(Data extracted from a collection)
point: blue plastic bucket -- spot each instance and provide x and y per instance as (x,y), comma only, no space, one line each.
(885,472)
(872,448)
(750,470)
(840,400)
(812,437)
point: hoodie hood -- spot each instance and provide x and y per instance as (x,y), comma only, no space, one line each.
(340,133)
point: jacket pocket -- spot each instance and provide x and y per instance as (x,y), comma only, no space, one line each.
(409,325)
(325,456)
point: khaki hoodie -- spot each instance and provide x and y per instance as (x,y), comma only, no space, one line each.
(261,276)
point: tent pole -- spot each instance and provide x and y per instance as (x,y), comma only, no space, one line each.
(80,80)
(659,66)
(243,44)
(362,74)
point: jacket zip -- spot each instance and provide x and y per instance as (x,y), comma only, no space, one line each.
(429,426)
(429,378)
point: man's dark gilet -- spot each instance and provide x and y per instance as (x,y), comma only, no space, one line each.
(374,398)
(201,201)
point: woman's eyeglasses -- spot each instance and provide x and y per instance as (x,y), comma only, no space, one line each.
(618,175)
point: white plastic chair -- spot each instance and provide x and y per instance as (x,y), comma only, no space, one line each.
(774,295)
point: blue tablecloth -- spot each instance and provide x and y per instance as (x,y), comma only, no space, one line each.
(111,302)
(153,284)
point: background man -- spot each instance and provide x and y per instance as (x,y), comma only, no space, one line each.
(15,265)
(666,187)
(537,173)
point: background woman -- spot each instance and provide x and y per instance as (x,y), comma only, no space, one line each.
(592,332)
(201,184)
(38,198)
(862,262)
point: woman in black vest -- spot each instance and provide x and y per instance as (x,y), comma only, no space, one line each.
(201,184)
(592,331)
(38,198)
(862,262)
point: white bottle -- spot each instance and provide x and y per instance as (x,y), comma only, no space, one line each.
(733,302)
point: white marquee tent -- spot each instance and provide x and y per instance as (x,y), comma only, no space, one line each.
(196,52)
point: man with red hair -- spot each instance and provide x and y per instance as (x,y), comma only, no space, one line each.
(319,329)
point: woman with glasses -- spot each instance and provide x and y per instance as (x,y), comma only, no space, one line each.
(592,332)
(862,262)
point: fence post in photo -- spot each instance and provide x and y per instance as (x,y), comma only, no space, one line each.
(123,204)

## WHAT YOU NEED TO DO
Please format every line of the records above as a Markdown table with two columns, Number for the row number and Record line for the line itself, leaving out any blank lines.

## SOLUTION
| Number | Record line |
|---|---|
| 1 | point: blue plastic bucket -- spot each instance and provide x and y per instance as (x,y), comma only, no space, one line each. |
| 2 | (885,472) |
| 3 | (872,448) |
| 4 | (750,470) |
| 5 | (840,400) |
| 6 | (812,437) |
| 7 | point: hoodie hood -- spot each instance and provide x and y per instance as (x,y), comma only, no space, one line each. |
| 8 | (340,133) |
| 9 | point: jacket pocket -- spot each instance and provide x and y per instance as (x,y), comma only, no space, one line each. |
| 10 | (409,325) |
| 11 | (325,456) |
| 12 | point: khaki hoodie -- spot each instance and provide x and y per instance as (x,y), comma only, no space, one line each. |
| 13 | (261,276) |
| 14 | point: tent pole -- spot each instance and provide x and y per instance as (x,y), comma only, no space, one line each. |
| 15 | (80,80) |
| 16 | (659,66) |
| 17 | (243,44) |
| 18 | (362,74) |
| 19 | point: jacket zip -- spot each instance and provide x and y per instance as (x,y), comma only, no space, one line each. |
| 20 | (429,426) |
| 21 | (429,378) |
| 22 | point: man's dark gilet -- spot each instance and provide x and y per instance as (x,y), comma only, no space, one line each. |
| 23 | (374,398) |
| 24 | (201,201) |
| 25 | point: woman's eyeglasses -- spot each instance and provide x and y per instance as (x,y), comma only, no space, one line each. |
| 26 | (618,175) |
| 27 | point: white plastic chair -- spot each instance and provide x and y per instance as (x,y), comma only, no space, one line each. |
| 28 | (774,295) |
| 29 | point: blue tablecloth -- spot each instance and provide x and y per instance as (x,y), comma only, no space, one line each. |
| 30 | (111,302) |
| 31 | (153,284) |
| 32 | point: background man -- spot each instance and provide x and y per instance as (x,y), comma only, no space, one line each. |
| 33 | (15,265) |
| 34 | (666,187) |
| 35 | (537,173) |
| 36 | point: background woman -- spot each instance and provide x and y per instance as (x,y), comma only, no space, one line each. |
| 37 | (592,332) |
| 38 | (201,184) |
| 39 | (38,198) |
| 40 | (862,262) |
| 41 | point: woman in black vest -- spot each instance and provide x and y per instance as (x,y), comma only, no space, one line each. |
| 42 | (201,184) |
| 43 | (592,331) |
| 44 | (38,198) |
| 45 | (862,262) |
| 46 | point: white bottle -- spot each instance and provide x and y per instance as (x,y), comma only, no space, one line each. |
| 47 | (733,302) |
| 48 | point: white marquee tent -- spot each instance and provide x and y per instance as (x,y), comma only, no space, one line each. |
| 49 | (196,52) |
| 50 | point: man with red hair -- spot each instance and provide x and y per instance as (x,y), comma only, no space, one line each. |
| 51 | (319,329) |
| 52 | point: woman with glasses -- spot each instance and provide x and y per instance as (x,y), comma only, no space, one line each. |
| 53 | (592,332) |
| 54 | (862,262) |
| 55 | point: fence post in photo -- spot each instance and provide x and y per instance as (x,y), comma only, no space, one line each. |
| 56 | (123,204) |